Your answer must be every line below, repeated exactly.

DATA FOR THIS TASK
---+---

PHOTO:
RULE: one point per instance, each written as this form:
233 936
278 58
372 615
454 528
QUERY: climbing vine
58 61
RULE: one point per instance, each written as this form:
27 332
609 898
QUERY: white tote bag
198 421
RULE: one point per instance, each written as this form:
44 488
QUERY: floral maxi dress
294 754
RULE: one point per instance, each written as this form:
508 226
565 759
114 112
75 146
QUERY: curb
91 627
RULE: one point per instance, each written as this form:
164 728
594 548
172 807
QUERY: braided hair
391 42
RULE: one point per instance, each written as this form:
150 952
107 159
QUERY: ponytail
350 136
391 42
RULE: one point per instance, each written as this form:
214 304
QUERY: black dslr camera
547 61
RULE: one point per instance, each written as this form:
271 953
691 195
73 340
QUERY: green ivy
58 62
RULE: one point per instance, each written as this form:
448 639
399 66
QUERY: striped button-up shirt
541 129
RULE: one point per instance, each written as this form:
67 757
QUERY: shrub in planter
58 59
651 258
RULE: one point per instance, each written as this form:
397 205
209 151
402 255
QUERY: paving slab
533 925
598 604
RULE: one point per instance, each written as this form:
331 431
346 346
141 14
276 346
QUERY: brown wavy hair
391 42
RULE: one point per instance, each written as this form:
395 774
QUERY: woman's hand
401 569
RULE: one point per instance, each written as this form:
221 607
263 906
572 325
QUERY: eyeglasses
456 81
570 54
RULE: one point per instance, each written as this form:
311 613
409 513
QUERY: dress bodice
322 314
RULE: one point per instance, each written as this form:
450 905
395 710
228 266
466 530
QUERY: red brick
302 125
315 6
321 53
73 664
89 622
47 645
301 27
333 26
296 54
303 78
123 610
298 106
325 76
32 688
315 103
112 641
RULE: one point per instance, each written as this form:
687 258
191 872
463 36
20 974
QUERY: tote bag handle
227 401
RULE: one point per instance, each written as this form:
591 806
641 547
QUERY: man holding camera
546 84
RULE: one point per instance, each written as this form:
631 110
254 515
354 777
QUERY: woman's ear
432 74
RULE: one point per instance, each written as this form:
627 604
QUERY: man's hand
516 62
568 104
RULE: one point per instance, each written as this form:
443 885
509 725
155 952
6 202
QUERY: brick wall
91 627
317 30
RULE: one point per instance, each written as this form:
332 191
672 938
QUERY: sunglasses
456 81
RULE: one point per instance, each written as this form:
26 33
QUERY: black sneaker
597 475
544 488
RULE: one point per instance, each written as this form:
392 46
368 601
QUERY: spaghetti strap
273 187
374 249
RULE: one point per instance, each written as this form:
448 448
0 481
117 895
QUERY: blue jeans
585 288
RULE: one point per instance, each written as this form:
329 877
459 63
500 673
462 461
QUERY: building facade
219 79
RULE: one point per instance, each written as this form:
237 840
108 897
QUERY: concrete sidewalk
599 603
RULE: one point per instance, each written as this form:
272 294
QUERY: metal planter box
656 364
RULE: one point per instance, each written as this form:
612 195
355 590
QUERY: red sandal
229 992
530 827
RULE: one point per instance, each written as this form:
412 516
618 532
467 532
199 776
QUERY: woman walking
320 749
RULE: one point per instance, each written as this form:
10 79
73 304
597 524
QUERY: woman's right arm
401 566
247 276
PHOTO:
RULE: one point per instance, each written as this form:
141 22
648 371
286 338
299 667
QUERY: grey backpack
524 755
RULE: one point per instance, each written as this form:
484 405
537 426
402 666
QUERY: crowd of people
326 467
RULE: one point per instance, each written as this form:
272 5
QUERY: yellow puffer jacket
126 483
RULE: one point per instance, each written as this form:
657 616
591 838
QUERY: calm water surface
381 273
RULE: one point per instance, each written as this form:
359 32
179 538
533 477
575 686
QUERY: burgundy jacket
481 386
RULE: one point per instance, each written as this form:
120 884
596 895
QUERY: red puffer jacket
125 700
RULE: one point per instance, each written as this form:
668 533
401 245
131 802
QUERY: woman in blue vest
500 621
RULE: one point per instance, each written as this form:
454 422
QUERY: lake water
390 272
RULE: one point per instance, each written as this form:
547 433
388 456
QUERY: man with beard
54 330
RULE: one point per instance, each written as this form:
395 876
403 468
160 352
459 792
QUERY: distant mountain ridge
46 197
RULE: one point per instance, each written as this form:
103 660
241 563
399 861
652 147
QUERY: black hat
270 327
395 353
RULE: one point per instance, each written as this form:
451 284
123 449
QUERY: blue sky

---+---

REPLY
PHOTO:
RULE: one point per instance, each written as this form:
233 936
278 58
372 615
454 528
QUERY: climbing vine
58 61
RULE: one point per instance, each written as this form:
27 332
609 898
QUERY: white tote bag
198 421
RULE: one point per instance, each written as this form:
44 488
QUERY: floral maxi dress
294 754
RULE: one point per instance, each written as this form:
508 226
565 759
114 112
75 146
QUERY: curb
91 627
RULE: one point per instance, each written as this form:
164 728
594 548
172 807
QUERY: braided hair
391 42
RULE: one point per instance, each written as this form:
150 952
107 159
QUERY: ponytail
350 136
391 42
RULE: one point per instance, each written as this form:
214 304
QUERY: black dslr camera
547 61
RULE: one point per instance, each written as this form:
271 953
691 195
73 340
QUERY: green ivy
58 62
RULE: one point per instance, each written as this form:
448 639
399 66
QUERY: striped button-up shirt
541 129
RULE: one point per instance, each written as this form:
67 757
QUERY: shrub in planter
58 59
651 258
RULE: one point per instance, each written as this form:
397 205
209 151
402 255
QUERY: paving slab
533 925
598 604
RULE: one point per instance, each written as this form:
331 431
346 346
141 14
276 346
QUERY: brown wavy hair
391 42
RULE: one point per instance, each written as this form:
395 774
QUERY: woman's hand
401 569
RULE: one point per instance, each written as this form:
221 607
263 906
572 325
QUERY: eyeglasses
456 81
570 54
RULE: one point per instance, each written as this form:
311 613
409 513
QUERY: dress bodice
322 314
RULE: one point per instance, each written as this form:
450 905
395 710
228 266
466 530
QUERY: red brick
302 125
315 6
321 53
73 664
89 622
47 645
301 27
333 26
296 54
303 78
123 610
298 106
325 76
32 688
315 103
112 641
RULE: one point per instance, each written as this form:
687 258
191 872
463 36
20 974
QUERY: tote bag handle
227 401
RULE: one point per instance, each written as this form:
591 806
641 547
QUERY: man holding camera
546 84
RULE: one point per instance, each written as this form:
631 110
254 515
354 777
QUERY: woman's ear
432 74
RULE: one point per instance, each written as this form:
627 604
QUERY: man's hand
516 62
568 104
RULE: one point per instance, each written as this form:
443 885
509 725
155 952
6 202
QUERY: brick wall
91 627
317 30
RULE: one point per instance, each written as this form:
332 191
672 938
QUERY: sunglasses
456 81
RULE: one point per instance, each written as this form:
26 33
QUERY: black sneaker
597 475
544 488
RULE: one point per instance, each written as this form:
392 46
368 601
QUERY: spaghetti strap
273 187
374 249
RULE: one point per instance, each written as this form:
448 448
0 481
117 895
QUERY: blue jeans
585 288
RULE: one point per instance, each written as this form:
329 877
459 63
500 673
462 461
QUERY: building facade
219 79
RULE: one point per instance, each written as this form:
237 840
108 897
QUERY: concrete sidewalk
599 603
RULE: one point per instance, each written as this form:
272 294
QUERY: metal planter box
656 364
RULE: one point per instance, each written as this form:
612 195
355 590
QUERY: red sandal
229 992
530 827
RULE: one point per instance, each written as this form:
412 516
618 532
467 532
199 776
QUERY: woman walking
320 749
RULE: one point per instance, each written as this form:
10 79
73 304
597 524
QUERY: woman's right arm
401 566
247 276
PHOTO:
RULE: one point per instance, each written as this form:
141 22
648 371
286 338
299 667
QUERY: grey backpack
524 755
RULE: one point per instance, each written as this form:
484 405
537 426
402 666
QUERY: crowd of people
326 467
RULE: one point per instance, each written as this form:
272 5
QUERY: yellow puffer jacket
126 483
RULE: one point per instance, each written as this form:
657 616
591 838
QUERY: calm water surface
381 273
RULE: one point per instance, each written as this form:
359 32
179 538
533 477
575 686
QUERY: burgundy jacket
481 386
RULE: one point per instance, each written as this form:
120 884
596 895
QUERY: red puffer jacket
125 700
RULE: one point per instance, each written as this form:
668 533
401 245
131 802
QUERY: woman in blue vest
500 621
RULE: one point per instance, each written as this form:
454 422
QUERY: lake water
390 272
RULE: one point per instance, each written as this form:
547 433
388 456
QUERY: man with beard
54 330
RULE: one point per instance, each written as this form:
395 876
403 468
160 352
459 792
QUERY: distant mountain ridge
46 197
RULE: one point per instance, each written as this form:
103 660
241 563
399 861
652 147
QUERY: black hat
270 327
395 353
RULE: one point per instance, each written as this form:
451 284
123 449
QUERY: blue sky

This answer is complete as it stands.